** PROBLEM REQUIREMENTS **
Will you output all of the data below exactly, omitting the images?
(begin)
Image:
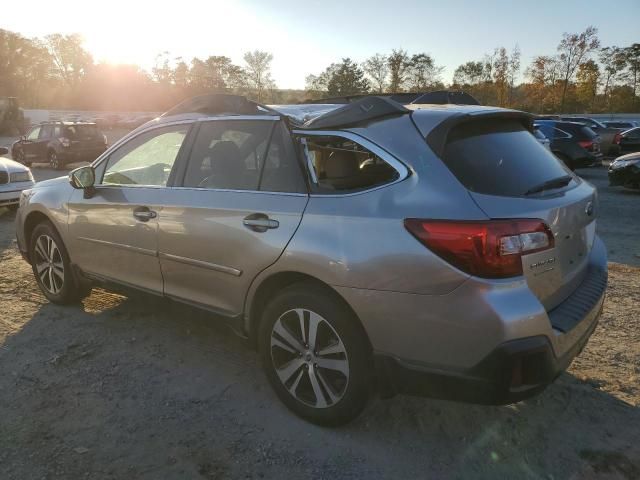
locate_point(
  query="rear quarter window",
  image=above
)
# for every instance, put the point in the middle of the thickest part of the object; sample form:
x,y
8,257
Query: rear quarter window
x,y
499,157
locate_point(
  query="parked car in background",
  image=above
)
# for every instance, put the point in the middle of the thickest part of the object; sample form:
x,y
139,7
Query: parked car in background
x,y
14,178
574,143
625,171
59,143
484,279
629,140
605,133
621,125
544,141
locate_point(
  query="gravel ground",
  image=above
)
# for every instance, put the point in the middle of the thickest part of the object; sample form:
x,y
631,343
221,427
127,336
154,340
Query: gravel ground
x,y
132,387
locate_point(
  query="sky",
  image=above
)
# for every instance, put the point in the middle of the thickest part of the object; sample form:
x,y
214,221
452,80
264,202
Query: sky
x,y
306,36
(end)
** RESULT FOR THIS EXERCISE **
Image:
locate_point(
  query="rear quarter window",
  image=above
)
# for every instance, put the point in the middle of the thickest part of the object; sample form:
x,y
8,257
Query: rear quarter window
x,y
499,157
locate_point(
  query="parked car in background",
  image=above
)
# for every instance, put the point in the middle of the thickest part of the object; sample form:
x,y
139,7
Query: parked car in background
x,y
14,178
574,143
625,171
59,143
484,279
629,140
605,133
621,125
544,141
locate_point(
  query="gravel ground",
  image=above
)
# for every instance, put the point in the middle of the thickest part of the object; sample form:
x,y
631,343
221,427
127,336
154,340
Query: gravel ground
x,y
132,387
locate_point(
  query="sky",
  image=above
)
# for every instance, put the point in the middle of the thickest part of the object; sample form:
x,y
214,221
452,80
264,202
Query: sky
x,y
306,36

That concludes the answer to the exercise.